* _Problems and tasks_
1. Decide whether each of these statements agrees with the passage below on court jurisdiction over national banking associations: (a) under the 1864 act, associations could sue and be sued as fully as natural persons; (b) the revision kept the part of the 1864 act naming the state courts where suits against a national banking association could be brought; (c) an act passed in 1875 remedied the omission made by the revision. Answer yes or no for each, quoting the deciding words of the passage.
2. Carry on the passage below about court jurisdiction over national banking associations, starting from the point where it stops.

— BEGIN Passage shown —

By that act it was declared that associations formed pursuant to
its provisions "may make contracts, sue and be sued, complain and
defend, in any court of law and equity, as fully as natural
persons" (§ 8), and that "suits, actions, and proceedings
against any association" formed under it
"may be had in any circuit, district, or territorial court of
the United States held within the district in which such
association may be established, or in any state, county, or
municipal court in the county or city in which said association is
located having jurisdiction in similar cases,
provided
however that all proceedings to enjoin the comptroller under
this act shall be had in a circuit, district, or territorial court
of the United States held in the district in which the association
is located."
§ 57.
Section 563 of the Revised Statutes provides that the district
courts shall have jurisdiction of "all suit for penalties and
forfeitures incurred under any law of the United States," and
§ 629 declares that the circuit courts of the United States
shall have original jurisdiction of
"all suits by or against any banking association established in
the district for which the court is held, under any law providing
for national banking associations."
Section 711 defines the cases in which "the jurisdiction vested
in the courts of the United States" shall be "exclusive of the
courts of the several states," and among such are "all suits for
penalties and forfeitures incurred under the
Page 132 U. S. 144
laws of the United States." But no subdivision of that section
in terms embraces suits brought under the national bank law by or
against associations organized under it.
The revision omitted entirely that part of the act of 1864
(§ 57) designating the particular state courts in which suits,
actions, or proceedings against a national banking association
might be brought. That omission was remedied by the Act of February
18, 1875, entitled "An act to correct errors and to supply
omissions in the Revised Statutes of the United States." 18 Stat.
316, 320. By that act, § 5198 of the Revised Statutes, title,
"National Banks," giving the right to recover back twice the amount
of the interest illegally received by a national bank, was amended
by adding thereto these words:
"That suits, actions, and proceedings against any association
under this title may be had in any circuit, district, or
territorial court of the United held within the district in which
such association may be established, or in any state, county, or
municipal court in the county or city in which said association is
located having jurisdiction in similar cases."

— END Passage shown —
— BEGIN Data excerpts —

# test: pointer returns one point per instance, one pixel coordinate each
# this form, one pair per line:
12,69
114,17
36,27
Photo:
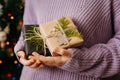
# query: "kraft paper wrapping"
30,47
52,42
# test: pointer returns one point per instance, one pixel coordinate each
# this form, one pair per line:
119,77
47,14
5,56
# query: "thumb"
62,52
21,54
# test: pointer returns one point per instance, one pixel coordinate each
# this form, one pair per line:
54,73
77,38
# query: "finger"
51,61
62,52
27,62
40,66
21,54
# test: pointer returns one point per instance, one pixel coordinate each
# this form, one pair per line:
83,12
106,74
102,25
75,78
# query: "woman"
99,57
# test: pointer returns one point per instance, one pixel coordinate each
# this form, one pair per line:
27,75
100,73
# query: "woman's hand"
64,56
29,62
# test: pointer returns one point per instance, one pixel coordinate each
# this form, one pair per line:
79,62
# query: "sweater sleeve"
29,18
100,60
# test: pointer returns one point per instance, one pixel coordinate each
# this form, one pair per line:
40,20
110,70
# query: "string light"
15,62
1,61
13,78
10,49
14,43
7,43
11,54
12,17
9,14
9,75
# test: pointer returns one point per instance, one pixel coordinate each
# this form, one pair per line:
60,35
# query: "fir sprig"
34,37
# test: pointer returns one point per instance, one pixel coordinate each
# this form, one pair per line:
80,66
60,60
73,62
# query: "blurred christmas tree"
11,14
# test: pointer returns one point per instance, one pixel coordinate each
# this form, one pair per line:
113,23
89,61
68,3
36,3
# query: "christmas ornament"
1,10
3,35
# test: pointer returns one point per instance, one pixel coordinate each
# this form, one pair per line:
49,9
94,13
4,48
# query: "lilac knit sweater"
98,20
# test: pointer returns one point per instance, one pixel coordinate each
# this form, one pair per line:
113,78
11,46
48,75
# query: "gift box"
32,41
60,33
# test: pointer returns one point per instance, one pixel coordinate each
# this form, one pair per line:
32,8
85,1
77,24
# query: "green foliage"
34,36
64,23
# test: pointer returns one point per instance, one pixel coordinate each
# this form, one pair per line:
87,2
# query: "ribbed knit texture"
99,22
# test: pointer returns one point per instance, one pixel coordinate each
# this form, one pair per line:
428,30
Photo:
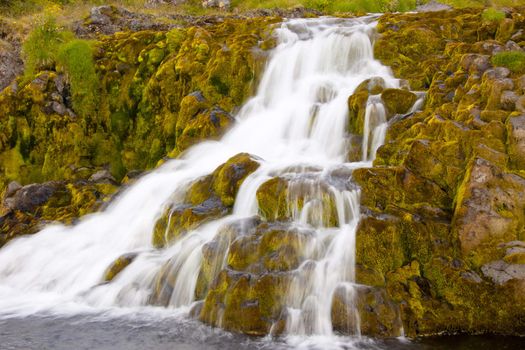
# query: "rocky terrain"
441,242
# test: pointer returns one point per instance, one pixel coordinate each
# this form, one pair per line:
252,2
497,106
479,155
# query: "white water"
297,119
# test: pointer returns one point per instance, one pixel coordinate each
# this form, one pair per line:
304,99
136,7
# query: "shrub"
513,60
76,59
42,45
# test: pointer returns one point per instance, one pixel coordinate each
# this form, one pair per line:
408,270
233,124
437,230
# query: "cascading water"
297,125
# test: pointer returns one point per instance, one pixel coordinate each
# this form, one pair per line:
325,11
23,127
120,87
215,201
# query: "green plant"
513,60
76,58
493,15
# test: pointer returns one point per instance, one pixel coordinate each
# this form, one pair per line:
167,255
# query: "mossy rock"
283,198
27,209
357,103
398,101
378,315
118,266
227,179
207,198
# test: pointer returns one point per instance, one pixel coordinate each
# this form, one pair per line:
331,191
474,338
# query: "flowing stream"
297,125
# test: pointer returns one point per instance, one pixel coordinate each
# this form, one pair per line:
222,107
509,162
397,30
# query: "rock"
108,19
374,86
12,188
512,46
489,208
378,315
10,63
210,124
59,108
229,176
357,103
398,101
501,272
433,6
475,63
516,141
30,197
221,4
508,100
210,197
103,176
283,198
246,303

— END Data excerpts —

* _Responses_
1.
(a) Yes: "may make contracts, sue and be sued, complain and defend, in any court of law and equity, as fully as natural persons"
(b) No: "The revision omitted entirely that part of the act of 1864 (§ 57) designating the particular state courts in which suits, actions, or proceedings against a national banking association might be brought."
(c) Yes: "That omission was remedied by the Act of February 18, 1875"

2.
A suit against a national bank to recover back twice the amount
of interest illegally taken by it is a suit to recover a penalty
incurred under a law of the United States, and it may be that if
the act of 1864 had been silent as to the courts which might take
cognizance of such a suit, it must at any time before the revision
took effect, have been brought in the proper court of the United
States. But the acts of 1864 and 1875, authorizing certain state
courts to take cognizance of suits, actions, and proceedings
against national banking associations, had the effect, so far as
suits for penalties incurred under the laws of the United States
were concerned, to modify the provision in prior enactments that
expressly excluded suits for such penalties from the cognizance of
state courts. When the present action was brought, the jurisdiction
of the courts of the United States of suits for penalties incurred
under the National Banking Act for taking usurious interest was not
exclusive of, but concurrent with, the jurisdiction of such state,
county, or municipal courts of the county or city in which the bank
was located, as had jurisdiction, under the local law, in
Page 132 U. S. 145
similar cases. This exemption of national banking associations
from suits in state courts, established elsewhere than in the
county or city in which such associations were located, was, we do
not doubt, prescribed for the convenience of those institutions,
and to prevent interruption in their business that might result
from their books being sent to distant counties in obedience to
process from state courts.
Bank of Bethel v. Pahquioque
Bank, 14 Wall. 383,
81 U. S. 394;
Crocker v. Marine National Bank, 101 Mass. 240. But,
without indulging in conjecture as to the object of the exemption
in question, it is sufficient that it was granted by Congress, and
if it had been claimed by the defendant, when appearing in the
Superior Court of Cleveland County, must have been recognized. The
defendant did not, however, choose to claim immunity from suit in
that court. It made defense upon the merits, and, having been
unsuccessful, prosecuted a writ of error to the supreme court of
the state, and in the latter tribunal, for the first time, claimed
the immunity granted to it by Congress. This was too late.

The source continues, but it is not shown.